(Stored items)
* BEGIN *

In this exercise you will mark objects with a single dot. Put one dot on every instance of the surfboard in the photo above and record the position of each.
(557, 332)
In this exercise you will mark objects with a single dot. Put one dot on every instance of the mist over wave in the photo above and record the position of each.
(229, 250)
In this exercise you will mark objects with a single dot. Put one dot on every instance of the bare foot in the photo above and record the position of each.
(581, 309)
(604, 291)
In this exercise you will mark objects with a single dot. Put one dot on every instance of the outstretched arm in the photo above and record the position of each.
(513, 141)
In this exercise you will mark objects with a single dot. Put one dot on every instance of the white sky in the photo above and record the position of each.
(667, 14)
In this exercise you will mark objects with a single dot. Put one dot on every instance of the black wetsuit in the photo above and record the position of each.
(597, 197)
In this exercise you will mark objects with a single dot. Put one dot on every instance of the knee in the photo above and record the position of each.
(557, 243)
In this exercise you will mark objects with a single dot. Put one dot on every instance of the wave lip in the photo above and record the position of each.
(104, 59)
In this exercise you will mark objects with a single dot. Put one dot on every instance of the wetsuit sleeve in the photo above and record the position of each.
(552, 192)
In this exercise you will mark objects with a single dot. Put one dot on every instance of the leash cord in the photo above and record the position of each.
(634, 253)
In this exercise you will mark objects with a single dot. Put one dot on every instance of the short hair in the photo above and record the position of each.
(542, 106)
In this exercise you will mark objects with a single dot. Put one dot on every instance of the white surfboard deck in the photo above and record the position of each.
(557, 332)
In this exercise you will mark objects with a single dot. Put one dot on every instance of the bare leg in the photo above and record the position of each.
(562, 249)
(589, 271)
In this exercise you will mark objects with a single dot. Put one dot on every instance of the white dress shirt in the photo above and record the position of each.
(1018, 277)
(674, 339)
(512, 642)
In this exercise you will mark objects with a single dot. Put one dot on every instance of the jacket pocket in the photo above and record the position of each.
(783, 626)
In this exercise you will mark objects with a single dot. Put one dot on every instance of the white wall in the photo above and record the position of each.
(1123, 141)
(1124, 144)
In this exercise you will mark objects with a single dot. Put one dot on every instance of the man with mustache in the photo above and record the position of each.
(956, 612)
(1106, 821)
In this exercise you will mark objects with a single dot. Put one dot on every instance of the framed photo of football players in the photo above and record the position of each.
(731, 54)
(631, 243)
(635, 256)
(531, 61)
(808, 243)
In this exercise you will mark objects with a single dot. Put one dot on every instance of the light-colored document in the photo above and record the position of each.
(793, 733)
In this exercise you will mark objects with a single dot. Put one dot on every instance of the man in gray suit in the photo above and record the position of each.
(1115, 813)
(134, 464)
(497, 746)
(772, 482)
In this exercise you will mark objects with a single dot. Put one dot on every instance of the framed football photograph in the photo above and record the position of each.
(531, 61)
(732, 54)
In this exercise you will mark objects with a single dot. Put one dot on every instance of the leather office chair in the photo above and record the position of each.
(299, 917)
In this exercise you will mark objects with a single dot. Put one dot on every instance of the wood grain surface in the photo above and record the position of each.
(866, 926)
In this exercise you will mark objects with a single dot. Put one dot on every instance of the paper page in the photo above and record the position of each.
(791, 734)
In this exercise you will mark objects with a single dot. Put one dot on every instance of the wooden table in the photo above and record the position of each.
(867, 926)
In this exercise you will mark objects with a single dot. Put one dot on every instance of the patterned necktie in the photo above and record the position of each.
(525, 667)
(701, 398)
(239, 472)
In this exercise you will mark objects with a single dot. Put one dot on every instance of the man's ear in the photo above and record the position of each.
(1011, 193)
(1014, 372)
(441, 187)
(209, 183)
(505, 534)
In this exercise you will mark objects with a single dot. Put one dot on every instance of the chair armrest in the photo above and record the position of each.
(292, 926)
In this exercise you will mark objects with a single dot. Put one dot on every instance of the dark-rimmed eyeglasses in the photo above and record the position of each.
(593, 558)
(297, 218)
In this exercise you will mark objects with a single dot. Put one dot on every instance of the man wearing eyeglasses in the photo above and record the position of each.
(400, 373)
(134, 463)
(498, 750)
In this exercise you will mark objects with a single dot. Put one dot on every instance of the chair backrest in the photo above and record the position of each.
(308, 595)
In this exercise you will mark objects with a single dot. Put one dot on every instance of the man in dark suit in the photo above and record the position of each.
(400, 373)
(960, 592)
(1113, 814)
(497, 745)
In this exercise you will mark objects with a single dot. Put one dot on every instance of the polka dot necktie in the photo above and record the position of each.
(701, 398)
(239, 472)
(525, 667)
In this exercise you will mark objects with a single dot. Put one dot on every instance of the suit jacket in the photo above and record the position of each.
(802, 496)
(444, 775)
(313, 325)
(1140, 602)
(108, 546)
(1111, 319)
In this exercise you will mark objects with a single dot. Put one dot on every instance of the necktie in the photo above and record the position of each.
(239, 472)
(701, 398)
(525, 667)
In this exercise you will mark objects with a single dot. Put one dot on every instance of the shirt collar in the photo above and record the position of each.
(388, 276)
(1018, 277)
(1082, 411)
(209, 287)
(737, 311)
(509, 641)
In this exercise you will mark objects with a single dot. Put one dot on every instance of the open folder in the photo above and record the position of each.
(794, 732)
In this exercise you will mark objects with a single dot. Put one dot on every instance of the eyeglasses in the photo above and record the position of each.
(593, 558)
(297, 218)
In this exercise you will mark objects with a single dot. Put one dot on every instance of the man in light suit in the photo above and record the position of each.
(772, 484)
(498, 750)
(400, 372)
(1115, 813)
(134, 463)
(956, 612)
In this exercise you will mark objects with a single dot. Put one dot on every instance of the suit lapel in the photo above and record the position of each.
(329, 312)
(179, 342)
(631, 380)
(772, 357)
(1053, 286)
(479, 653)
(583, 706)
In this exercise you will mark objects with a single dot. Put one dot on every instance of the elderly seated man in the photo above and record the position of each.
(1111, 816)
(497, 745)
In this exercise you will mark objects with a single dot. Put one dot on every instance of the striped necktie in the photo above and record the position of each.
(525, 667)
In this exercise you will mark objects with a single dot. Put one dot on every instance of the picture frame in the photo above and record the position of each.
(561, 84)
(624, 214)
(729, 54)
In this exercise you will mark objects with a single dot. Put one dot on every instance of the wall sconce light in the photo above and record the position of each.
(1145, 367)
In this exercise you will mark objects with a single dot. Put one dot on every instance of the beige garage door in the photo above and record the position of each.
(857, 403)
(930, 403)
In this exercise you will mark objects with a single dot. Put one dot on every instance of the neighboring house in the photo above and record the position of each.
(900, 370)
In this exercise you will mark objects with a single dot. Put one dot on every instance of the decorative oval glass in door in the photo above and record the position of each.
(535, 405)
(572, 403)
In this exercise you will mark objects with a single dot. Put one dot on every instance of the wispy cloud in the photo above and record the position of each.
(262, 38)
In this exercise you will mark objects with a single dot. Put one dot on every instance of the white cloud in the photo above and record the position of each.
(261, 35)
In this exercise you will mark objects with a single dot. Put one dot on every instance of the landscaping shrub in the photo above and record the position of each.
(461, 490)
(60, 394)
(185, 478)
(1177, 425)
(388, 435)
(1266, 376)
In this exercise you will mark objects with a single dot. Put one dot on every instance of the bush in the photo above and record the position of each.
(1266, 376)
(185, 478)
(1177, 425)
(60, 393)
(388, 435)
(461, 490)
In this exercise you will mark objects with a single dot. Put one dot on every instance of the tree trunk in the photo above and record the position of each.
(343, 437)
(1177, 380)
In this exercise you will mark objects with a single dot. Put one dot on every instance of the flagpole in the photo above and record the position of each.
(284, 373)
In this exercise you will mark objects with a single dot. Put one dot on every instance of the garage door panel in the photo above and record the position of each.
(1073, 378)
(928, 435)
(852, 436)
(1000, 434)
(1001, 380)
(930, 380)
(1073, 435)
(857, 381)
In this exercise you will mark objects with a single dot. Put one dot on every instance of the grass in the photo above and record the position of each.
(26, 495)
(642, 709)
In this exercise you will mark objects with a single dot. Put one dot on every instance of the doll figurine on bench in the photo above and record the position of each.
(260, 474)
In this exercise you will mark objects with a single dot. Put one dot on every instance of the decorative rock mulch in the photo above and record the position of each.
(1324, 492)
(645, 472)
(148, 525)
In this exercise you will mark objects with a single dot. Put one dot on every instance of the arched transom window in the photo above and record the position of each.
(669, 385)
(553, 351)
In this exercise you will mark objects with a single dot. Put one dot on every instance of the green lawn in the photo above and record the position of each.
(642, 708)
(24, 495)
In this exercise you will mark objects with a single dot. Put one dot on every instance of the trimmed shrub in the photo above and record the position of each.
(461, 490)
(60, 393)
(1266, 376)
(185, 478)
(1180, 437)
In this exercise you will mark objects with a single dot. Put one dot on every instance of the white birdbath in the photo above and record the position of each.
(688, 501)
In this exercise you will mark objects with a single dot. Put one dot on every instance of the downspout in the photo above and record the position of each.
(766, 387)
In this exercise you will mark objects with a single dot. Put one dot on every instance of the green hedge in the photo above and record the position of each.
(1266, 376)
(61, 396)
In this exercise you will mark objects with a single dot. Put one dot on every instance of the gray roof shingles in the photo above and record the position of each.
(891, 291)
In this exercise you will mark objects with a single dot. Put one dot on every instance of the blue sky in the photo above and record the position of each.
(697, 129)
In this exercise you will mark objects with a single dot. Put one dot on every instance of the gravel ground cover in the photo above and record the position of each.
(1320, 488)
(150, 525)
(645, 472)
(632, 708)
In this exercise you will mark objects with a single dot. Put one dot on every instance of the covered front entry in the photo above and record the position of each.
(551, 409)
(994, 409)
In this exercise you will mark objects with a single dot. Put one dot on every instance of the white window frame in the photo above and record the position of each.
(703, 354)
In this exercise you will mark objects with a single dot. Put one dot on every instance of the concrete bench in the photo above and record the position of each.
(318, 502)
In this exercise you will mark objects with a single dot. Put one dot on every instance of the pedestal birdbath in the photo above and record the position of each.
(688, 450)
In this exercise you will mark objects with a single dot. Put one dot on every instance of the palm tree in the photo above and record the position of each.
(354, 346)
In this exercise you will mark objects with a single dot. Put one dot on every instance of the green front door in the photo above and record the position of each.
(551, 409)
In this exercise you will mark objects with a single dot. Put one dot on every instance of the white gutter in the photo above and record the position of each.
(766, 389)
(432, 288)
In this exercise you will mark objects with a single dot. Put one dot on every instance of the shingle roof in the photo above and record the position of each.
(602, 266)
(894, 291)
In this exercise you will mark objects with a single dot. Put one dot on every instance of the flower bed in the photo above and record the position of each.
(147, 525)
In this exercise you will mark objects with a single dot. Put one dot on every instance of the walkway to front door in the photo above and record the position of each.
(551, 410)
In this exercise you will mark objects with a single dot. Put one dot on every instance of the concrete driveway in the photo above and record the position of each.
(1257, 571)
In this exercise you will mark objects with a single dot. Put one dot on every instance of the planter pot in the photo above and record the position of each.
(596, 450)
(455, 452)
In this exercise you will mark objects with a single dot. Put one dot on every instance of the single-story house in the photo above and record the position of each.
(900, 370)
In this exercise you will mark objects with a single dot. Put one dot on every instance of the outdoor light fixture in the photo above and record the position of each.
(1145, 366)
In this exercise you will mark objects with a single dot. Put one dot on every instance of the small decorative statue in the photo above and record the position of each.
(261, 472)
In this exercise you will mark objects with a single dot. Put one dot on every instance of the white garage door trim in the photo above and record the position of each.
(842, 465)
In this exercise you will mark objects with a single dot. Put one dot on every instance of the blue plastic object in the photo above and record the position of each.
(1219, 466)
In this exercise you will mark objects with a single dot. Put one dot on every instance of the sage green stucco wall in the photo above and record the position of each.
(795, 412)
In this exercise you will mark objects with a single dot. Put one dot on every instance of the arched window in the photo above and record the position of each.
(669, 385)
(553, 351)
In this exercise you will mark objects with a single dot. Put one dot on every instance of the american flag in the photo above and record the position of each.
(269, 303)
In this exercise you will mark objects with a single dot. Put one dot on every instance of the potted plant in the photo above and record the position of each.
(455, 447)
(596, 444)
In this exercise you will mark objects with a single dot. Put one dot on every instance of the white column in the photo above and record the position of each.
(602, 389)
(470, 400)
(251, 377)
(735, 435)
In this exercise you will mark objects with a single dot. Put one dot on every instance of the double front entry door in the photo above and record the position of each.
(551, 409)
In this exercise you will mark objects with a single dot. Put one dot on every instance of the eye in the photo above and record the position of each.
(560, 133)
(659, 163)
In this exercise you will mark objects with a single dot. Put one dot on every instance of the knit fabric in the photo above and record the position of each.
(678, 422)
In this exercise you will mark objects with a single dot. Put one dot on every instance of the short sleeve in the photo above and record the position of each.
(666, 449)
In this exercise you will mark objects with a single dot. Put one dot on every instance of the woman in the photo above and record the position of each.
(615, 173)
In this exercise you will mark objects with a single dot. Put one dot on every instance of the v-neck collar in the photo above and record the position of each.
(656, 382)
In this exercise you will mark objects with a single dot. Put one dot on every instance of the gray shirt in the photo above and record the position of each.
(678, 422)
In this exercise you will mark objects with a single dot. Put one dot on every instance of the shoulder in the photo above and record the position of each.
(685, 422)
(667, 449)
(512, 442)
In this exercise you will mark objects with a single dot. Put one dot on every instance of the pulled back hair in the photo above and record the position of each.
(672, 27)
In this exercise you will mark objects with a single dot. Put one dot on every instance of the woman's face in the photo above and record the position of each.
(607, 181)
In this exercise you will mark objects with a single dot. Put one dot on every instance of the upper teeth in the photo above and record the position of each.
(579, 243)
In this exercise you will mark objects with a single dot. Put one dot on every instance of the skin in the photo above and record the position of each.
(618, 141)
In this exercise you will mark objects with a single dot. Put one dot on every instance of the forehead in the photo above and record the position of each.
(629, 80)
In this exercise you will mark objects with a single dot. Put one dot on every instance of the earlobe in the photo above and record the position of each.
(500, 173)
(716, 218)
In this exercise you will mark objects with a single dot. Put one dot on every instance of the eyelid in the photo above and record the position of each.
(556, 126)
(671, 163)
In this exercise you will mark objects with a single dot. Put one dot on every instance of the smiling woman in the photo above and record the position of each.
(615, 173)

* END *

SHORT TASK: Give back exactly the lines from the one containing "of the forehead" to the end of the material, both ends included.

EXERCISE OUTPUT:
In this exercise you will mark objects with a single dot. Put one dot on every instance of the forehead in the photo above and record the position of each.
(629, 80)
In this exercise you will mark objects with a single dot. Put one dot on every instance of the earlobe in the photo above and record the position of each.
(500, 173)
(716, 218)
In this exercise you will mark objects with a single dot. Put one dot on every instance of the eyelid in the photo above and record the position of each.
(556, 126)
(671, 163)
In this exercise you will mark objects with a single dot. Put one dot on every instance of the smiling woman in the photo above and record the position of each.
(615, 173)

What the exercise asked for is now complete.